(Stored data entries)
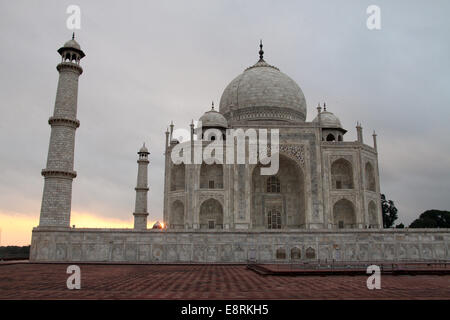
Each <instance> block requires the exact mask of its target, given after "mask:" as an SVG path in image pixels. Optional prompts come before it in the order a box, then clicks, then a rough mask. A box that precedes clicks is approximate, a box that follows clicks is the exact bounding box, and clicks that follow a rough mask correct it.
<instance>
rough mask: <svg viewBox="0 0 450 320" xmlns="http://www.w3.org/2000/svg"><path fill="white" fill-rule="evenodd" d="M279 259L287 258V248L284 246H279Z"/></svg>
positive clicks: (277, 253)
mask: <svg viewBox="0 0 450 320" xmlns="http://www.w3.org/2000/svg"><path fill="white" fill-rule="evenodd" d="M276 256H277V259H280V260H284V259H286V250H284V249H283V248H278V249H277V252H276Z"/></svg>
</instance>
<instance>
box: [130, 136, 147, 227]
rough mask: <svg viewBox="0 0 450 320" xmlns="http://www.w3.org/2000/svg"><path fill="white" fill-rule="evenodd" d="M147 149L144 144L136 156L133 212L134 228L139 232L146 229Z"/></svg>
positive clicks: (146, 195) (146, 193) (146, 206)
mask: <svg viewBox="0 0 450 320" xmlns="http://www.w3.org/2000/svg"><path fill="white" fill-rule="evenodd" d="M149 154H150V153H149V152H148V149H147V148H146V147H145V143H144V145H143V146H142V148H141V149H140V150H139V152H138V155H139V159H138V161H137V162H138V177H137V185H136V188H134V190H136V206H135V210H134V213H133V215H134V228H135V229H139V230H145V229H147V216H148V212H147V193H148V185H147V167H148V163H149V161H148V155H149Z"/></svg>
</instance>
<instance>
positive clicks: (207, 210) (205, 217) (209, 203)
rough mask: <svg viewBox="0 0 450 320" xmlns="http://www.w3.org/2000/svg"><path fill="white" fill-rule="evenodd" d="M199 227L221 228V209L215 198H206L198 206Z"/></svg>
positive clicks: (201, 228) (221, 208) (220, 206)
mask: <svg viewBox="0 0 450 320" xmlns="http://www.w3.org/2000/svg"><path fill="white" fill-rule="evenodd" d="M200 228H201V229H223V209H222V205H221V204H220V202H219V201H217V200H216V199H208V200H206V201H205V202H203V203H202V205H201V206H200Z"/></svg>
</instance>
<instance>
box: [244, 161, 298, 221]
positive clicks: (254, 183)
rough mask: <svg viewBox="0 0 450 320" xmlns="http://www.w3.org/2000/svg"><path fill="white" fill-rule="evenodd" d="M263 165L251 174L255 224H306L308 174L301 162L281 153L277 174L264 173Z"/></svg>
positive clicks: (251, 209) (252, 215)
mask: <svg viewBox="0 0 450 320" xmlns="http://www.w3.org/2000/svg"><path fill="white" fill-rule="evenodd" d="M261 167H262V166H261V165H260V164H259V165H257V166H255V167H254V168H253V171H252V176H251V205H250V217H251V221H252V228H254V229H268V228H270V229H273V228H277V229H278V228H282V229H298V228H304V227H305V224H306V214H305V208H306V197H305V178H304V174H303V170H302V168H301V167H300V165H299V164H298V162H296V161H295V160H294V159H292V158H291V157H289V156H286V155H285V154H283V153H280V154H279V170H278V172H277V174H275V175H273V176H267V175H261Z"/></svg>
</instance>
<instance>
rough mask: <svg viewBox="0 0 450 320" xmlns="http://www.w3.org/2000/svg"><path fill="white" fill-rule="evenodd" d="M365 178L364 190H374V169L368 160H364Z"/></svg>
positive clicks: (374, 175) (369, 190)
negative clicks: (365, 180)
mask: <svg viewBox="0 0 450 320" xmlns="http://www.w3.org/2000/svg"><path fill="white" fill-rule="evenodd" d="M364 171H365V180H366V185H365V186H366V190H369V191H373V192H375V191H376V187H375V184H376V183H375V170H374V169H373V166H372V164H371V163H370V162H366V166H365V170H364Z"/></svg>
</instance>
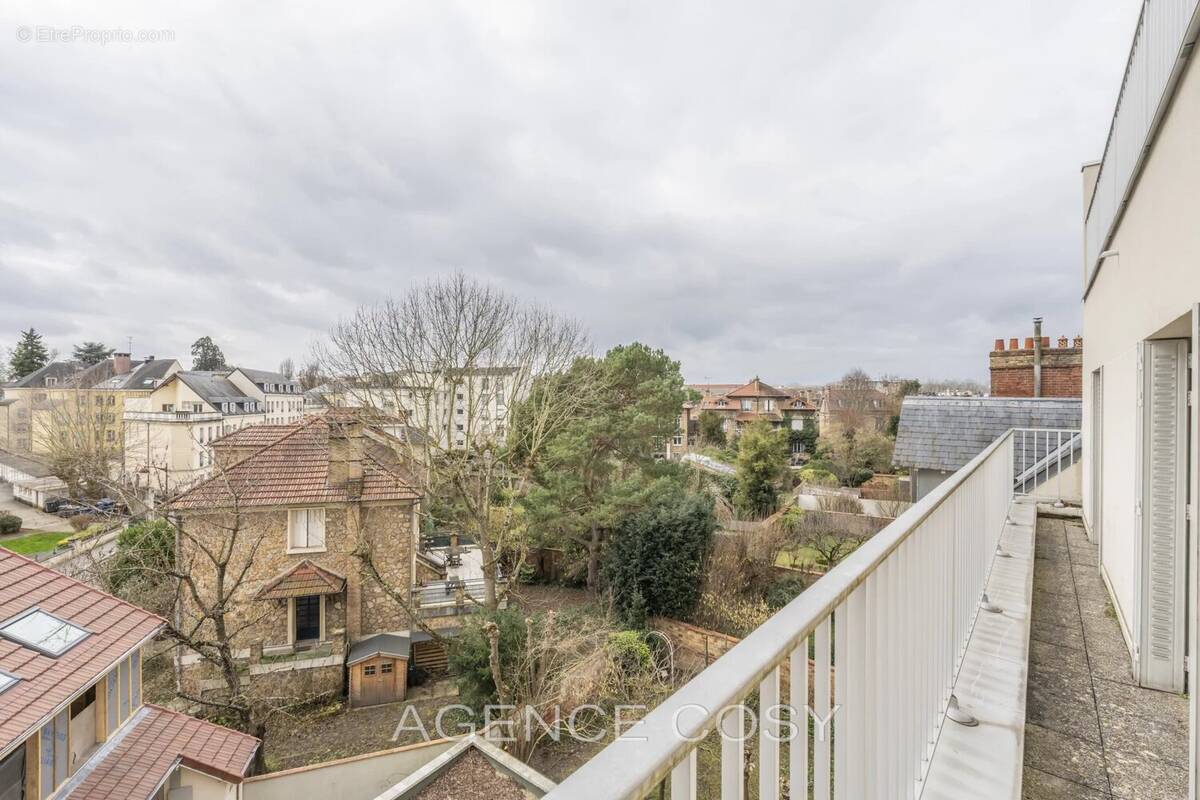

■ **How to complete this task**: Please rewrite all the data above with "rough mask" swapped for "coarse mask" wherever it occurs, changing nothing else, and leave the pictures out of your answer.

■ **Answer to the exercise**:
Each <instance> block requires the exact mask of its target, given after "mask:" as an SVG path in image pixels. Optional prompts come before it in the order a box, then clicks, then a coarse mask. A box that precedes clicks is approximate, a box that follows clicks is the exact bounding box, and clicks that follow a coarse mask correct it.
<instance>
coarse mask: <svg viewBox="0 0 450 320" xmlns="http://www.w3.org/2000/svg"><path fill="white" fill-rule="evenodd" d="M279 259L287 258V248L284 246H279Z"/></svg>
positive clicks: (277, 253)
mask: <svg viewBox="0 0 450 320" xmlns="http://www.w3.org/2000/svg"><path fill="white" fill-rule="evenodd" d="M276 256H277V259H280V260H284V259H286V250H284V249H283V248H278V249H277V252H276Z"/></svg>
</instance>
<instance>
box: [130, 136, 147, 227]
coarse mask: <svg viewBox="0 0 450 320" xmlns="http://www.w3.org/2000/svg"><path fill="white" fill-rule="evenodd" d="M147 149L144 144L136 156L133 212L134 228L139 232L146 229Z"/></svg>
positive clicks: (146, 195) (146, 193) (146, 206)
mask: <svg viewBox="0 0 450 320" xmlns="http://www.w3.org/2000/svg"><path fill="white" fill-rule="evenodd" d="M149 154H150V153H149V152H148V149H147V148H146V147H145V143H144V145H143V146H142V148H141V149H140V150H139V152H138V155H139V159H138V161H137V162H138V177H137V185H136V188H134V190H136V206H135V210H134V213H133V215H134V228H135V229H139V230H145V229H147V216H148V212H147V193H148V185H147V167H148V163H149V161H148V155H149Z"/></svg>
</instance>
<instance>
positive clicks: (207, 210) (205, 217) (209, 203)
coarse mask: <svg viewBox="0 0 450 320" xmlns="http://www.w3.org/2000/svg"><path fill="white" fill-rule="evenodd" d="M199 227L221 228V209L215 198H206L198 206Z"/></svg>
positive clicks: (201, 228) (221, 208) (220, 206)
mask: <svg viewBox="0 0 450 320" xmlns="http://www.w3.org/2000/svg"><path fill="white" fill-rule="evenodd" d="M200 228H201V229H223V209H222V205H221V204H220V202H219V201H217V200H216V199H208V200H206V201H205V202H203V203H202V205H201V206H200Z"/></svg>
</instance>
<instance>
box: [244, 161, 298, 221]
positive clicks: (254, 183)
coarse mask: <svg viewBox="0 0 450 320" xmlns="http://www.w3.org/2000/svg"><path fill="white" fill-rule="evenodd" d="M263 165L251 174L255 224H306L308 174L301 162L281 153L277 174L264 173Z"/></svg>
positive clicks: (251, 209) (252, 215)
mask: <svg viewBox="0 0 450 320" xmlns="http://www.w3.org/2000/svg"><path fill="white" fill-rule="evenodd" d="M261 167H262V166H261V165H260V164H259V165H257V166H255V167H254V168H253V171H252V176H251V205H250V217H251V221H252V228H254V229H268V228H270V229H273V228H277V229H278V228H282V229H298V228H304V227H305V224H306V214H305V208H306V197H305V178H304V174H303V170H302V168H301V167H300V165H299V164H298V162H296V161H295V160H294V159H292V158H291V157H289V156H286V155H285V154H283V153H280V154H279V170H278V172H277V174H275V175H273V176H267V175H261Z"/></svg>
</instance>
<instance>
coarse mask: <svg viewBox="0 0 450 320" xmlns="http://www.w3.org/2000/svg"><path fill="white" fill-rule="evenodd" d="M365 178L364 190H374V169L368 160H364Z"/></svg>
positive clicks: (374, 175) (369, 190)
negative clicks: (365, 180)
mask: <svg viewBox="0 0 450 320" xmlns="http://www.w3.org/2000/svg"><path fill="white" fill-rule="evenodd" d="M364 171H365V180H366V185H365V186H366V190H369V191H373V192H375V191H376V187H375V184H376V183H375V170H374V169H373V166H372V164H371V163H370V162H366V166H365V170H364Z"/></svg>
</instance>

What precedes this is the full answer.